#### [YOUR ASSIGNMENT]
Write out nothing except the lines running from the one containing "[bbox-request] black jersey logo" to the last line of the data, exactly as they stand.

#### [TASK MATERIAL]
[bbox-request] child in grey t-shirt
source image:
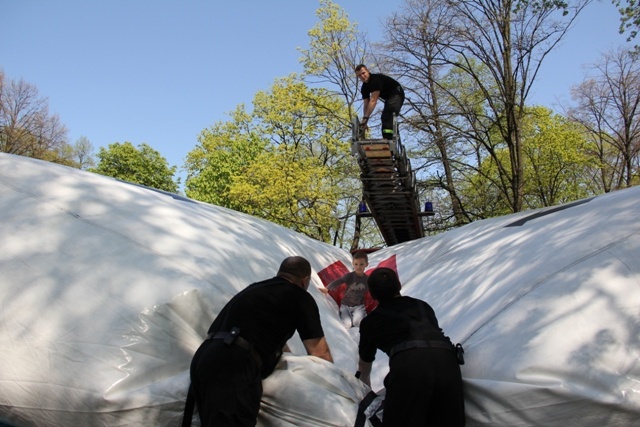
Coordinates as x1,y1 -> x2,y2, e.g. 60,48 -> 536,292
321,251 -> 369,328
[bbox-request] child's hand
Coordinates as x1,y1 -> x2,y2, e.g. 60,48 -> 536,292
319,287 -> 329,294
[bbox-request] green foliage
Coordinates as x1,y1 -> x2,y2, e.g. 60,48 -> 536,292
253,75 -> 351,162
520,106 -> 593,206
184,75 -> 358,244
90,142 -> 179,193
513,1 -> 570,16
229,147 -> 340,242
298,0 -> 367,120
460,106 -> 594,218
40,145 -> 77,168
613,0 -> 640,41
185,105 -> 267,209
301,0 -> 356,76
185,1 -> 370,247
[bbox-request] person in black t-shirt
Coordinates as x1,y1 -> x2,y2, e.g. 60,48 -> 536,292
357,267 -> 465,427
189,256 -> 333,427
355,64 -> 405,140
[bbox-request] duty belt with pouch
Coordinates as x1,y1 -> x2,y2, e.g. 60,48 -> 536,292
390,339 -> 465,365
207,327 -> 263,370
181,328 -> 262,427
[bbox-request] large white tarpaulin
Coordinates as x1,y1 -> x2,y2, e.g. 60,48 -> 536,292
1,153 -> 639,426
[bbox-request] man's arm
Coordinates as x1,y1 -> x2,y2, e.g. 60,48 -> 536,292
362,91 -> 380,123
302,336 -> 333,363
357,357 -> 373,387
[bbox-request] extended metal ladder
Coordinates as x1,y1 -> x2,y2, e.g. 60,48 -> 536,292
351,115 -> 432,246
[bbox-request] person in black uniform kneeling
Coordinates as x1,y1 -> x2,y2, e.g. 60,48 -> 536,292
189,256 -> 333,427
357,267 -> 465,426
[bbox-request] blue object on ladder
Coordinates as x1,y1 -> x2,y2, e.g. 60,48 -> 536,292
424,201 -> 433,212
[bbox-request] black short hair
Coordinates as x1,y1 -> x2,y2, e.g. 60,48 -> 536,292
355,64 -> 367,72
278,256 -> 311,279
368,267 -> 401,301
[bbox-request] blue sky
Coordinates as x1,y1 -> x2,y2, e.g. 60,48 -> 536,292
1,1 -> 630,186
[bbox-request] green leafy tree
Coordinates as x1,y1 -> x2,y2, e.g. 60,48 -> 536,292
252,75 -> 359,243
90,142 -> 179,193
299,0 -> 368,115
185,75 -> 358,244
457,156 -> 515,219
460,106 -> 594,218
229,148 -> 339,241
185,105 -> 267,209
613,0 -> 640,43
520,106 -> 594,207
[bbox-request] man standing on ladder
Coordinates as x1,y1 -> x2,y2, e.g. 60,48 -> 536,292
355,64 -> 405,140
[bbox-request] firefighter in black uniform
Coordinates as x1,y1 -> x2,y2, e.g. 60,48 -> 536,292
188,256 -> 333,427
355,64 -> 405,140
357,267 -> 465,426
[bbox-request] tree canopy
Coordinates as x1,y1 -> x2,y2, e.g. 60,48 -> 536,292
569,48 -> 640,190
184,74 -> 362,244
613,0 -> 640,43
90,142 -> 179,193
380,0 -> 592,225
0,70 -> 69,163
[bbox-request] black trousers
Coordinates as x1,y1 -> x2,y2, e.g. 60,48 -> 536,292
381,91 -> 404,140
383,347 -> 465,426
190,339 -> 262,427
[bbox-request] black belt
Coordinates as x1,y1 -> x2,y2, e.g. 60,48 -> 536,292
207,331 -> 262,369
389,340 -> 454,358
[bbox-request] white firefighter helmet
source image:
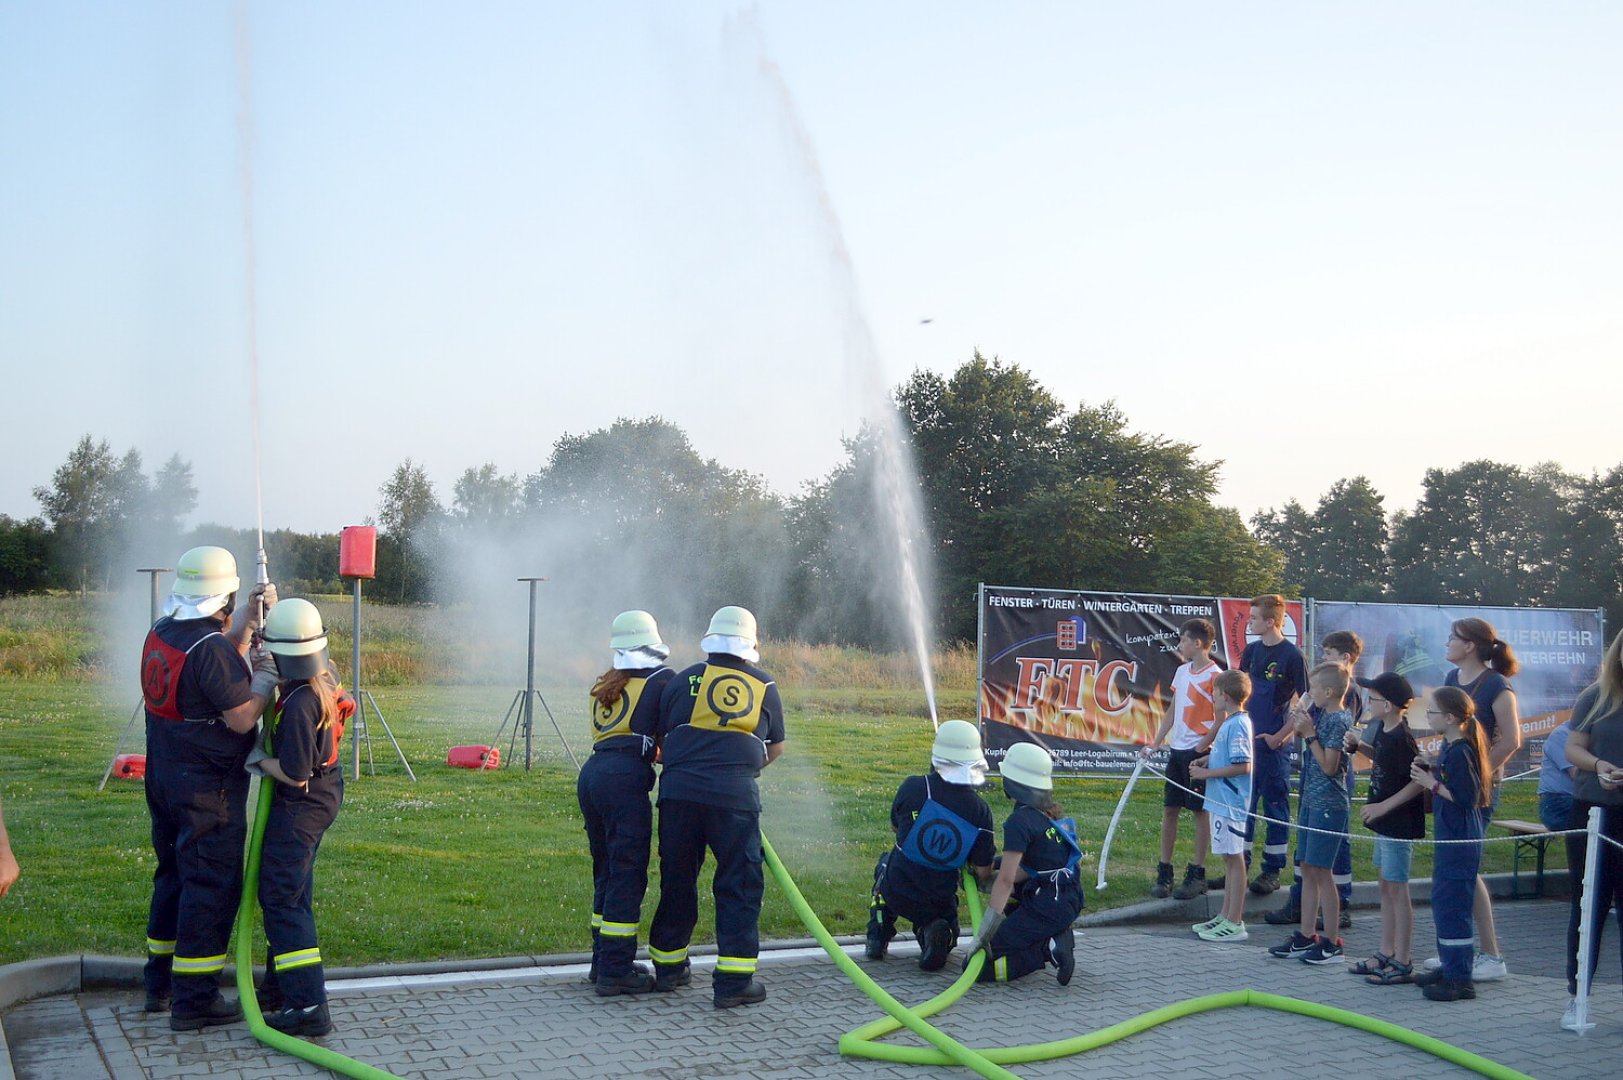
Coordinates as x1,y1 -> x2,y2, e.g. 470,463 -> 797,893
262,598 -> 329,681
1000,742 -> 1054,791
172,546 -> 240,599
932,720 -> 985,767
610,610 -> 663,650
705,605 -> 758,646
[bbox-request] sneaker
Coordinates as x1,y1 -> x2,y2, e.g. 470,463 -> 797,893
1249,871 -> 1281,896
1191,915 -> 1225,934
1422,978 -> 1476,1002
1561,997 -> 1582,1032
169,996 -> 243,1032
1171,865 -> 1208,900
264,1002 -> 333,1037
1150,862 -> 1175,899
1301,938 -> 1345,965
1472,953 -> 1508,982
1198,919 -> 1249,942
1264,902 -> 1301,926
714,978 -> 767,1009
1051,928 -> 1075,986
653,963 -> 692,992
1418,956 -> 1443,973
917,919 -> 954,972
596,964 -> 656,997
1268,931 -> 1317,959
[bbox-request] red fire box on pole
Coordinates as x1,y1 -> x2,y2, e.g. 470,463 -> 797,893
340,525 -> 377,579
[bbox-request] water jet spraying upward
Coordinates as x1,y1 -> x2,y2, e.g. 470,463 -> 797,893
236,2 -> 269,617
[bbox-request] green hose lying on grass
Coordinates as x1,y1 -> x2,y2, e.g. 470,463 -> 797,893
227,801 -> 1532,1080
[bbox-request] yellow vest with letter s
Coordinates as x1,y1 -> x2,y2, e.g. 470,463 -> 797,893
591,676 -> 652,743
686,664 -> 769,736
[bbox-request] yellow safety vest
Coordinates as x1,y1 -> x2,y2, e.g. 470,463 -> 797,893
591,676 -> 652,743
686,665 -> 768,736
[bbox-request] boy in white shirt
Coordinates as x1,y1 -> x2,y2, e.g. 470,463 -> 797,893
1191,670 -> 1254,940
1141,619 -> 1222,899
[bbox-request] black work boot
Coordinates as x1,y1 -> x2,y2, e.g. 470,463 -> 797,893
653,961 -> 691,992
865,908 -> 891,961
170,995 -> 243,1032
1051,927 -> 1075,986
713,978 -> 767,1009
596,963 -> 656,997
917,919 -> 955,972
1264,899 -> 1302,926
1171,864 -> 1208,900
1150,862 -> 1175,899
264,1002 -> 333,1037
143,993 -> 170,1014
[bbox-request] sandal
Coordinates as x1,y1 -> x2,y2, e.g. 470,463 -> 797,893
1349,952 -> 1391,976
1368,961 -> 1415,985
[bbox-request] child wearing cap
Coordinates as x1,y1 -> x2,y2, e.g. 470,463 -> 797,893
1346,671 -> 1425,985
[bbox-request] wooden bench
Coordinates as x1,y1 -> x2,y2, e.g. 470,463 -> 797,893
1494,819 -> 1555,899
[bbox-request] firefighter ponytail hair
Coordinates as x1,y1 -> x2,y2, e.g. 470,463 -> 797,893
591,670 -> 632,709
311,662 -> 342,734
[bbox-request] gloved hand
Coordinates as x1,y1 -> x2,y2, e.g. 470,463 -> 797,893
961,907 -> 1005,963
250,647 -> 278,699
244,742 -> 269,779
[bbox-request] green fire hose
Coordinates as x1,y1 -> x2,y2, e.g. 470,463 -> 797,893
229,796 -> 1531,1080
234,777 -> 401,1080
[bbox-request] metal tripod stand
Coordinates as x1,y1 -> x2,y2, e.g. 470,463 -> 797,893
490,577 -> 580,772
348,575 -> 415,781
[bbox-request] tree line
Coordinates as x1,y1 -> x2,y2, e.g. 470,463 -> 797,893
6,354 -> 1620,643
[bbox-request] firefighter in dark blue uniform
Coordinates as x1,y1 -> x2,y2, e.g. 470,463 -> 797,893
964,742 -> 1085,984
251,598 -> 354,1036
867,720 -> 996,970
578,610 -> 674,996
648,606 -> 786,1008
140,546 -> 278,1030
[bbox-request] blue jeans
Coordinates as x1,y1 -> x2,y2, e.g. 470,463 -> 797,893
1539,791 -> 1576,834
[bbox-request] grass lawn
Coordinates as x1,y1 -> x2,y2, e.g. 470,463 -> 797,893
0,673 -> 1552,968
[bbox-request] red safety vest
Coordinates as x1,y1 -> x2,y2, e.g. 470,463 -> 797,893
140,627 -> 231,722
271,683 -> 357,768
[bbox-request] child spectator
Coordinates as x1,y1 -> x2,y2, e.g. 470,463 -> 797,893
1413,686 -> 1492,1002
1141,618 -> 1221,900
1238,595 -> 1307,895
1189,670 -> 1253,941
1538,719 -> 1577,834
1347,672 -> 1423,985
1268,630 -> 1362,928
1267,663 -> 1352,965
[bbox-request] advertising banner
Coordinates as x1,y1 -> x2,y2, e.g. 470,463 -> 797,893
978,585 -> 1304,775
1311,601 -> 1606,773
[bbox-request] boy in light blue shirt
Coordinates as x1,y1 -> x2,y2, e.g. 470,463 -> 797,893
1190,670 -> 1254,941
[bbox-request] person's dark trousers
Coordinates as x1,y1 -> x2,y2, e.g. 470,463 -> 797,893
979,883 -> 1083,982
143,741 -> 249,1014
1432,876 -> 1476,983
1245,741 -> 1291,874
1565,801 -> 1623,996
648,798 -> 763,999
871,853 -> 958,939
257,771 -> 341,1009
576,753 -> 655,978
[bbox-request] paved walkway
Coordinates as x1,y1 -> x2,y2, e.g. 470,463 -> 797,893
5,900 -> 1618,1080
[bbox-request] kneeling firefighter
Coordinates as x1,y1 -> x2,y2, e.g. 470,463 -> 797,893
647,606 -> 786,1009
141,546 -> 278,1030
866,720 -> 996,970
963,742 -> 1084,984
577,610 -> 675,996
251,598 -> 355,1037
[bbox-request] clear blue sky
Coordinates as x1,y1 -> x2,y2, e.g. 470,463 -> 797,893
2,1 -> 1619,534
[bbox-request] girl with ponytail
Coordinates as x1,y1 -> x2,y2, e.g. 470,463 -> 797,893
1410,687 -> 1489,1001
1440,617 -> 1520,977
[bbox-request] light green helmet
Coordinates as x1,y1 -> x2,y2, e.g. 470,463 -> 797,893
610,610 -> 663,650
705,605 -> 758,647
262,598 -> 329,681
172,546 -> 239,599
931,720 -> 985,767
1000,742 -> 1054,791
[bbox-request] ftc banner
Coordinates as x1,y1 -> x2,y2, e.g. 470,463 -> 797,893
1311,600 -> 1606,773
978,585 -> 1304,775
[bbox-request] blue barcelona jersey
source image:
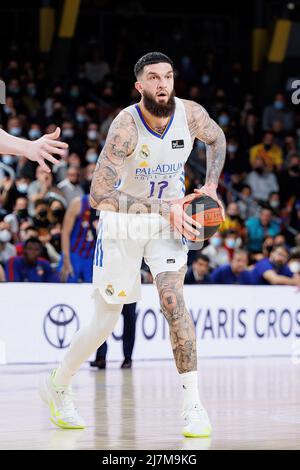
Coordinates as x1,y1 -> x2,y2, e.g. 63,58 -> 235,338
70,195 -> 96,259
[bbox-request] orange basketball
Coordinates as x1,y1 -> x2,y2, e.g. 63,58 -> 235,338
185,195 -> 223,241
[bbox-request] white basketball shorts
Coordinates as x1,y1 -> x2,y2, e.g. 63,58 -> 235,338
92,211 -> 188,304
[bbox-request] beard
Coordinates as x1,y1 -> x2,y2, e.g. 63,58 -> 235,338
142,89 -> 176,118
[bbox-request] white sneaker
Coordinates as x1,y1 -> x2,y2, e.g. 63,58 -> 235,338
182,402 -> 212,437
39,369 -> 86,429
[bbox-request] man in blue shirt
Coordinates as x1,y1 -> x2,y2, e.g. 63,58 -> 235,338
246,207 -> 280,253
211,249 -> 252,284
251,245 -> 300,286
6,237 -> 58,282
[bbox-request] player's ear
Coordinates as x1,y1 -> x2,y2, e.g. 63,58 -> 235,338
135,81 -> 143,95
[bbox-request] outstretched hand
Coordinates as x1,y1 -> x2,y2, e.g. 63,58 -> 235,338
24,127 -> 68,173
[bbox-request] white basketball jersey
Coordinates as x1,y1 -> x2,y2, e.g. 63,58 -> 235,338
119,97 -> 193,201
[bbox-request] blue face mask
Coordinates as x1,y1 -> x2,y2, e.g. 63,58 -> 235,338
211,237 -> 222,248
218,115 -> 230,127
2,155 -> 16,166
227,144 -> 237,153
274,100 -> 284,110
201,75 -> 210,85
76,114 -> 86,123
86,153 -> 98,164
9,127 -> 22,137
28,129 -> 41,140
225,238 -> 236,249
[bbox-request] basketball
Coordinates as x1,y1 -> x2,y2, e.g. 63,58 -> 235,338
185,195 -> 223,241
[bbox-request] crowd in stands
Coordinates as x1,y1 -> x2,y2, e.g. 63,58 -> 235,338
1,44 -> 300,286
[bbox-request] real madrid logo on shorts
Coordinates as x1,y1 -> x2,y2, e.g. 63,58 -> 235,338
139,144 -> 150,159
105,284 -> 114,296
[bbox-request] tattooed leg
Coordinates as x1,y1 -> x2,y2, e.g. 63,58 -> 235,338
155,265 -> 197,374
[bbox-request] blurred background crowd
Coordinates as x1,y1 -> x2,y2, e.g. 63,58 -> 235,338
1,0 -> 300,286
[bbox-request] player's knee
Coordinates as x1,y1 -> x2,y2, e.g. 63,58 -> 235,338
159,289 -> 183,319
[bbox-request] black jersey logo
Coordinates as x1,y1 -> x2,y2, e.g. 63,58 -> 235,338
172,140 -> 184,149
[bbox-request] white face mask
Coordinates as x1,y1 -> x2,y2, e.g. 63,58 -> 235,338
87,130 -> 98,141
16,182 -> 29,194
0,229 -> 11,243
289,261 -> 300,274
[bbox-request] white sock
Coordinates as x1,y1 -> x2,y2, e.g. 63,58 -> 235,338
180,371 -> 202,409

#### [RESPONSE BOX]
[bbox-request] black jersey logo
Coordinates as x1,y1 -> x2,y2, e.g. 63,58 -> 235,338
172,140 -> 184,149
[bbox-request] white face mask
Coordinates as x1,y1 -> x2,y2, e.g. 63,58 -> 235,338
87,130 -> 98,141
16,182 -> 29,194
0,229 -> 11,243
289,261 -> 300,274
[bbox-request] white sock
Coordinates as x1,y1 -> x2,y2, e.g. 63,58 -> 235,338
180,371 -> 202,409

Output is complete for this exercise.